## PROBLEM TO SOLVE
Take the entries below and reproduce them word for word.

++++++

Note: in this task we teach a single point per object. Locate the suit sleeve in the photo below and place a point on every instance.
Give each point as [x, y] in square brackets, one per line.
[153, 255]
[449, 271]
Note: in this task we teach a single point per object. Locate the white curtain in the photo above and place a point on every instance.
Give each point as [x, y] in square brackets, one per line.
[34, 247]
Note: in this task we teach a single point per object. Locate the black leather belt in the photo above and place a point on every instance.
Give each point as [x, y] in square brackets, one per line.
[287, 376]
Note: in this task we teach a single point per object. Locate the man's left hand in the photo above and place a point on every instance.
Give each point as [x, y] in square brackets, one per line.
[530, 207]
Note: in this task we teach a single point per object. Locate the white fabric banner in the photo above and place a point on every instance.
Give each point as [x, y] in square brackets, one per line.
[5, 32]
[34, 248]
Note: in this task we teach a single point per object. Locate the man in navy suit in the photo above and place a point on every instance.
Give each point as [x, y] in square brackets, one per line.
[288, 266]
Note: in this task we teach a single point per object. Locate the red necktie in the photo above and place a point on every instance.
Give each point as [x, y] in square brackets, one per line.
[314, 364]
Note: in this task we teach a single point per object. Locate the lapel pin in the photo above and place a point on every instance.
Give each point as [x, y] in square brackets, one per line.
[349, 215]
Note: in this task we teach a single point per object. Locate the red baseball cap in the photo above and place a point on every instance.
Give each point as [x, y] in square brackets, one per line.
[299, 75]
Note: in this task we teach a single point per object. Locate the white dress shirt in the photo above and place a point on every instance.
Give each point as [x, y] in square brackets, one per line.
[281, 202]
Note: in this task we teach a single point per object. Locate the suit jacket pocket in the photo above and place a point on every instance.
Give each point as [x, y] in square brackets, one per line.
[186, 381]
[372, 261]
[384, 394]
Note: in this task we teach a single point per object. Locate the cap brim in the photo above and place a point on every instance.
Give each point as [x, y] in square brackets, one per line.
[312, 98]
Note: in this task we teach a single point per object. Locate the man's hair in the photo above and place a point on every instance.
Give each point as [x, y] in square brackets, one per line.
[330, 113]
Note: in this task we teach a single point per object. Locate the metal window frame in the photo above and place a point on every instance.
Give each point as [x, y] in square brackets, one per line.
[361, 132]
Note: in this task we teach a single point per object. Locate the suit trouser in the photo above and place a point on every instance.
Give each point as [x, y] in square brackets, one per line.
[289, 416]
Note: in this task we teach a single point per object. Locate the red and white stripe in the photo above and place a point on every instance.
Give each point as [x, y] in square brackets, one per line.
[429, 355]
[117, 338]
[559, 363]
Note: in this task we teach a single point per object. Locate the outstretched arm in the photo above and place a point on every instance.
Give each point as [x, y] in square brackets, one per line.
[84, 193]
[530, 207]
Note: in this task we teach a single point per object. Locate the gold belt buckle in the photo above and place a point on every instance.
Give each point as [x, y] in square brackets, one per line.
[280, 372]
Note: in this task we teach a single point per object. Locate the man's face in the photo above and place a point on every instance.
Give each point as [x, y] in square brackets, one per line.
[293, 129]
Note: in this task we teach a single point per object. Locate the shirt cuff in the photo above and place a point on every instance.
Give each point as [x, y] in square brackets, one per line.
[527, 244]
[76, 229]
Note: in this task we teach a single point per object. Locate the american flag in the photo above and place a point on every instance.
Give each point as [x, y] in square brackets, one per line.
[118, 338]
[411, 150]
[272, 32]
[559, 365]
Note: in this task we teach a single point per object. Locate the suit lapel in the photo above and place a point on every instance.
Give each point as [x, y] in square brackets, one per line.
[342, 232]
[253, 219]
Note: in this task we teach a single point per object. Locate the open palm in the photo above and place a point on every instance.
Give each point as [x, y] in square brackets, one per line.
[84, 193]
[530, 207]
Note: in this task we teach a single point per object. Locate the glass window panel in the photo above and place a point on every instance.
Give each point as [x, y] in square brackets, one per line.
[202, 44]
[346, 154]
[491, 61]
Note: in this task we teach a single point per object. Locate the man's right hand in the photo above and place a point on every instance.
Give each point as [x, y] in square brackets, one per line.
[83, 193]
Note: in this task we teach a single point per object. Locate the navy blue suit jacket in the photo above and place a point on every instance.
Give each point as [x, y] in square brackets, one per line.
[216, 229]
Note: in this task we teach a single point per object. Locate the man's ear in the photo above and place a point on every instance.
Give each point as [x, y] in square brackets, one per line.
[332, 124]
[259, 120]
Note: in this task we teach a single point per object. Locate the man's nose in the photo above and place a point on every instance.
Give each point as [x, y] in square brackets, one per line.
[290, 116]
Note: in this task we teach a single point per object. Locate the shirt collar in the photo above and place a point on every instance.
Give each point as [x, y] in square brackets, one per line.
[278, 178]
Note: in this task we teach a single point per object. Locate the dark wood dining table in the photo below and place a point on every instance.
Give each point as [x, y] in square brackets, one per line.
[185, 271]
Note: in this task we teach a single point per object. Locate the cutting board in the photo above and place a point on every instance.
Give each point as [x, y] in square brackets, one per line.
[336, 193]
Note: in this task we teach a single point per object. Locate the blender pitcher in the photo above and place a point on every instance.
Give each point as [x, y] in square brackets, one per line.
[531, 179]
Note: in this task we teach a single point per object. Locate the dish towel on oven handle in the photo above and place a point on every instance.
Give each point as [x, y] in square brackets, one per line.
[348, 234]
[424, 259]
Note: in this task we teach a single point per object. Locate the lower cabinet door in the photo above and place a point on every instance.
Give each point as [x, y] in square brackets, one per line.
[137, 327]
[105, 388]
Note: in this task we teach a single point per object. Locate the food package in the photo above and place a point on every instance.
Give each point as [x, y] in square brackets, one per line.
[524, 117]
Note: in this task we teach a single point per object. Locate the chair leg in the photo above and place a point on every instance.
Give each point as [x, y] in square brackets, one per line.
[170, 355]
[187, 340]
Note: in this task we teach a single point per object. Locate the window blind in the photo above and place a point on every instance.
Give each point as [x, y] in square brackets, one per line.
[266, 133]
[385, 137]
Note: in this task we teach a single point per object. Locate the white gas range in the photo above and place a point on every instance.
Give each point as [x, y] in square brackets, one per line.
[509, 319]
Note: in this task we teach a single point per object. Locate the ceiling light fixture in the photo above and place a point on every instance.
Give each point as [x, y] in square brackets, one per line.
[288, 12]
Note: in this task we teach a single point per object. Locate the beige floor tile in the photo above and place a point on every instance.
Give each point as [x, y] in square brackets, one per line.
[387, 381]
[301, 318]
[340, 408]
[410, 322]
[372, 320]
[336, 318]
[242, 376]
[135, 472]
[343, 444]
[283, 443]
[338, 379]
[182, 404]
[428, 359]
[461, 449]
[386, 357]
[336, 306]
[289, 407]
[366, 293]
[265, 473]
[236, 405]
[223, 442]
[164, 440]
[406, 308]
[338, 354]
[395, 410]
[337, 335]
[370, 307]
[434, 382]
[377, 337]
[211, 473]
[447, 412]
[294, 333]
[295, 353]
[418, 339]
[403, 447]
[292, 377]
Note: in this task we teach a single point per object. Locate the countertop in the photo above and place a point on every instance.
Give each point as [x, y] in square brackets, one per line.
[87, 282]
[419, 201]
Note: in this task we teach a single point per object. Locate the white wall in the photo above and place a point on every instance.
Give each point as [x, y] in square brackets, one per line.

++++++

## WRITTEN ANSWER
Note: in this task we teach a single point per object. Locate the suit sleeve in the photo below and place a point on every instance.
Give each point as [x, y] in square brackets, one per line.
[153, 255]
[449, 271]
Note: in this task we teach a single point per object. Locate the white curtain in the photo above and place a point on every instance.
Give each point as [x, y] in square brackets, one per line.
[34, 247]
Note: in this task we teach a single point per object. Locate the black leather belt in the photo above and place a point on every instance.
Give each point as [x, y] in square brackets, one per line.
[287, 376]
Note: in this task we teach a single point per object. Locate the man's left hand in the photo above and place a point on every instance.
Give each point as [x, y] in square brackets, one per line.
[530, 207]
Note: in this task we teach a single point per object. Locate the white fabric banner in the photo above and place a point on every instance.
Give each point as [x, y] in square brackets, one per line.
[5, 32]
[34, 248]
Note: in this task we teach a single point per object. Locate the man in navy suit in the photo above and place a point on every instance.
Give each point as [x, y] in square brackets, one per line.
[288, 266]
Note: in this task we teach a single point per object. Locate the red necktie in the photo above and place a point on every instance.
Give each point as [x, y] in square brackets, one per line.
[314, 364]
Note: in this task we teach a single point per object. Locate the lapel pin in the photo above and place a point on every instance.
Give each point as [x, y] in square brackets, one per line.
[349, 215]
Note: in this task we teach a single point per object. Locate the red baseball cap in the photo above and place a point on every instance.
Give each point as [x, y] in square brackets, one per line.
[299, 75]
Note: in this task we teach a single point per object. Locate the white dress shirt in the photo above and place a point on every instance.
Give each point as [x, y] in square brackets, one per line.
[281, 202]
Note: in this task we teach a single point per object. Locate the suit jacket pocket in the photo above and place a point on every instance.
Give each point as [x, y] in square brackets, one per line.
[186, 381]
[372, 261]
[384, 394]
Note: in this task we teach a single point per object. Locate the cap brim in the photo above and place a point on every instance.
Give each point as [x, y] in square brackets, one per line.
[312, 98]
Note: in this task we teach a single point per object. Locate the man's hair in the photo above and place a point on every instance.
Give each point as [x, y] in square brackets, one per line.
[330, 113]
Note: in this task we teach a single point per object. Locate the metal window frame in the photo above and place a point on every instance.
Give each point as [x, y] in square brackets, one per line.
[361, 132]
Note: in this task we teach a single point per object. Locate the suit trouser in the photo above and place a point on every instance.
Give each point as [x, y] in square brackets, one per line.
[289, 416]
Note: in this task we teach a single point per object. Locate the red and white stripe in the photo above and place a point on every instance.
Give each point as [x, y] in square brackets, one per line.
[429, 355]
[117, 338]
[559, 363]
Note: in this task we teach a single point per object. Locate the outstretched arm in the photo above and place a point on every instance.
Give each point as [x, y] in square brackets, one per line.
[84, 193]
[530, 207]
Note: in this task we teach a single point per object. Locate the gold belt buckle in the photo above and place a point on every instance.
Give each point as [x, y] in square brackets, one per line.
[280, 372]
Note: in this task we teach a single point per object. Locate the man's face in the photo above and place a point on every instance.
Give each point as [x, y] in square brackets, one per line.
[293, 129]
Note: in this task we teach a single point per object. Locate the shirt cuff in the photo above and place a point on every instance.
Give each point as [x, y] in square brackets, one per line.
[527, 244]
[76, 229]
Note: in this task we teach a single point per object. Locate the american flag in the photo above and place a point on every instance.
Give each point as [x, y] in square brackets, one per line.
[118, 338]
[411, 150]
[272, 32]
[559, 365]
Note: in this task we teach a single point per object. Locate the suit lapel in the photo above and place a point on every instance.
Give each point as [x, y] in square brackets, one per line.
[342, 232]
[253, 219]
Note: in this task we teach a single point per object. Locate the open palm in the photo above and place a point on every instance.
Give each point as [x, y] in square brackets, one per line.
[84, 193]
[530, 207]
Note: in this task we teach a single point per object. Locate the glass window panel in the photo above and place a point on every instance.
Give each point as [x, y] in square brackets, one per line.
[202, 44]
[346, 154]
[491, 61]
Note: in this task we teach a single point per object. Locate the man's right hand in the photo above and place a point on every instance.
Give each point as [x, y] in square brackets, one per line.
[83, 193]
Note: in this task we teach a single point per object. Locate the navy blue suit jacket in the photo above and place a point on every instance.
Give each point as [x, y] in square brackets, one per line.
[216, 229]
Note: in this task we teach a single point per object. Locate the man's ear in the photo above and place a point on every instance.
Give each point as [x, y] in square brackets, one per line.
[332, 124]
[259, 120]
Note: in this task we teach a single point per object. Locate the man's nose in the photo above and place a point on every instance.
Give each point as [x, y] in square brackets, one per line.
[290, 116]
Note: in this task we teach a single point per object. Locate the shirt collar in the photo above and place a point on every instance.
Give each point as [x, y] in square brackets, one per line.
[278, 178]
Note: in this task we teach a single point per object. Locate the dark wood dining table in the photo below and place a point on every instance.
Give each point as [x, y] in square brackets, one per line.
[185, 271]
Note: in this task we teach a single point per object. Locate the cutting board in the photo above and place a point on every instance.
Give each point as [x, y] in square brackets, one per line.
[336, 193]
Note: in this task we teach a single point per object. Locate the blender pitcher in the photo above and place a point on every instance.
Give each point as [x, y] in square brackets, one per line.
[531, 179]
Note: in this task we teach a single point per object. Locate the dish towel on oven handle in the photo above and place a point on every instance.
Give each point as [x, y] in square brackets, one per line.
[348, 234]
[424, 259]
Note: in this task we teach a single point per object. Locate the lower cabinet door in the photo above and place a point on every instance.
Give each point as [x, y] in square brackets, one per line.
[137, 327]
[105, 388]
Note: in this task we teach a single point per object. Locate the food package in the photo above and place a point on every instance.
Give each point as [x, y] in square brackets, one per line.
[524, 117]
Note: in this task we teach a single point per object. Locate the chair leg in the photo above and place a point on every instance.
Give each point as [x, y] in square brackets, one per line.
[170, 355]
[187, 340]
Note: in this task we teach a single point per object. Locate the window blind in the photo above and place a point on every instance.
Give each point as [x, y] in square brackets, one per line.
[266, 133]
[385, 137]
Note: in this task we teach a single point per object. Locate the white gas range in the photo above and place a point on every instance.
Give each point as [x, y] in square brackets, one per line.
[509, 319]
Note: in this task we teach a single point per object. Locate the ceiling light fixture in the photo above and place a point on every instance.
Give each point as [x, y] in square brackets, one per line.
[288, 12]
Note: in this task we teach a single point per object. Locate the beige floor tile in the photo above and place a point on every instance.
Give each point as [x, y] in square brackets, one per line.
[387, 381]
[301, 318]
[340, 408]
[410, 322]
[372, 320]
[336, 318]
[242, 376]
[135, 472]
[343, 444]
[283, 443]
[338, 379]
[182, 404]
[428, 359]
[461, 449]
[386, 357]
[336, 306]
[289, 407]
[366, 293]
[265, 473]
[236, 405]
[223, 442]
[164, 440]
[406, 308]
[338, 354]
[395, 410]
[337, 335]
[370, 307]
[434, 382]
[377, 337]
[211, 473]
[447, 412]
[294, 333]
[295, 353]
[418, 339]
[403, 447]
[292, 377]
Note: in this task we teach a single point per object. Locate the countertop in the photo above and place a point on every instance.
Give each point as [x, y] in square brackets, one per line.
[87, 282]
[419, 201]
Note: in this task we teach a single point per object. Locate the white wall in the photo above and place a point on every instance.
Give each point as [x, y] in square brackets, one per line.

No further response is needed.